Directions for this task
All of the data below is to be written out again exactly.

Information
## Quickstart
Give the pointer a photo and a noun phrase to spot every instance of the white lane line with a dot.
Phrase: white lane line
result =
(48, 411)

Answer space
## Quickstart
Give the pointer a photo and a noun phrase to spot every instance of the white lane line with a dot.
Phrase: white lane line
result =
(48, 411)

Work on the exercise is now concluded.